** AIM OF THE EXERCISE **
For each line below, write it out exactly as it appears.

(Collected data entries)

☆ ☆ ☆ ☆

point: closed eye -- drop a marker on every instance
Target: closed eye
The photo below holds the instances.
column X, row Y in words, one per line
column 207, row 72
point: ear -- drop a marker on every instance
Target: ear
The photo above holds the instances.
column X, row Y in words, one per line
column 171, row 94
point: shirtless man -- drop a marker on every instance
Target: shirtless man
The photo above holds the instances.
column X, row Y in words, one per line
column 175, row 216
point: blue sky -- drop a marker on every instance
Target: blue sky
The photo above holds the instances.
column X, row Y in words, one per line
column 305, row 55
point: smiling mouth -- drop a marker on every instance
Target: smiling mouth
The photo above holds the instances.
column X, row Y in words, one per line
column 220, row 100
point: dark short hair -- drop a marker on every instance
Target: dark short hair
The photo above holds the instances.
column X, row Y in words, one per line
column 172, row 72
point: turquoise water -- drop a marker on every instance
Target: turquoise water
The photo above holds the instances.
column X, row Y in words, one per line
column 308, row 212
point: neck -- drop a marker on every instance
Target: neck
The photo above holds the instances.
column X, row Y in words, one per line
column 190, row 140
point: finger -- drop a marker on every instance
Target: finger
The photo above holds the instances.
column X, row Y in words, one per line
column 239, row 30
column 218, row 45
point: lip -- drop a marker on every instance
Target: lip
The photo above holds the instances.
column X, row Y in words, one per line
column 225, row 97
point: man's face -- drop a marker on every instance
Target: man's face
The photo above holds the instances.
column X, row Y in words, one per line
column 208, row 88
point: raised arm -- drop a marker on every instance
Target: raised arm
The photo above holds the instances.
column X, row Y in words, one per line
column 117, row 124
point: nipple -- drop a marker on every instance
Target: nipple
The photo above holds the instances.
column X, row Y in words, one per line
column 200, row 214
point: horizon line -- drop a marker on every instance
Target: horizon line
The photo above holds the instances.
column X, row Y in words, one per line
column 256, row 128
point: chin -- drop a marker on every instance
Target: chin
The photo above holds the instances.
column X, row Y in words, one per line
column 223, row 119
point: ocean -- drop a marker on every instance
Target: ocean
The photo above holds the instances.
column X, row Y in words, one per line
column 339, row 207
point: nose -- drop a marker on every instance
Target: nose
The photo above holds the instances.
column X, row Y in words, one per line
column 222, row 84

☆ ☆ ☆ ☆

** EXERCISE RESPONSE **
point: closed eye -- drop a marker on every instance
Target: closed eye
The photo below holds the instances.
column X, row Y in words, one per line
column 207, row 72
point: ear -- drop a marker on every instance
Target: ear
The photo above holds the instances.
column X, row Y in words, one per line
column 171, row 94
point: shirtless man -- drop a marker on every instance
Target: shirtless man
The photo above holds the instances.
column X, row Y in words, one per line
column 175, row 216
point: blue sky -- drop a marker on every instance
Target: blue sky
The photo above holds the instances.
column X, row Y in words, one per line
column 305, row 55
point: smiling mouth -- drop a marker on every instance
Target: smiling mouth
The photo above holds the instances.
column X, row Y in words, one per line
column 220, row 100
point: dark short hair -- drop a marker on every instance
Target: dark short hair
The photo above holds the instances.
column X, row Y in words, one per line
column 172, row 72
point: turquoise water -- drop a marker on every instance
Target: turquoise water
The photo above holds the instances.
column X, row Y in words, one per line
column 308, row 212
point: neck -- drop a marker on every instance
Target: neck
The photo above holds the instances.
column X, row Y in words, one per line
column 190, row 140
point: finger -- drop a marker on every instance
Target: finger
The photo above holds the instances.
column X, row Y in words, one per line
column 239, row 30
column 218, row 45
point: lip -- drop a marker on every instance
Target: lip
The photo above holds the instances.
column X, row Y in words, one per line
column 225, row 97
point: man's face -- drop a marker on every instance
Target: man's face
The photo above holds the instances.
column X, row Y in words, one per line
column 208, row 88
point: raised arm -- drop a marker on every instance
Target: raised arm
The photo above holds the instances.
column X, row Y in words, one per line
column 117, row 124
point: nipple -- drop a marker on every instance
Target: nipple
The photo above holds the instances.
column X, row Y in words, one per line
column 200, row 214
point: horizon line -- drop a marker on every instance
Target: horizon line
The photo above holds the instances.
column X, row Y in words, one per line
column 256, row 128
point: chin -- drop a marker on every instance
Target: chin
The photo above holds the instances.
column X, row Y in words, one per line
column 223, row 119
point: ocean -- drop a marker on every instance
Target: ocean
The photo above holds the instances.
column X, row Y in words, one per line
column 339, row 207
point: nose -- drop a marker on every instance
Target: nose
The photo above holds the instances.
column X, row Y in words, one per line
column 222, row 84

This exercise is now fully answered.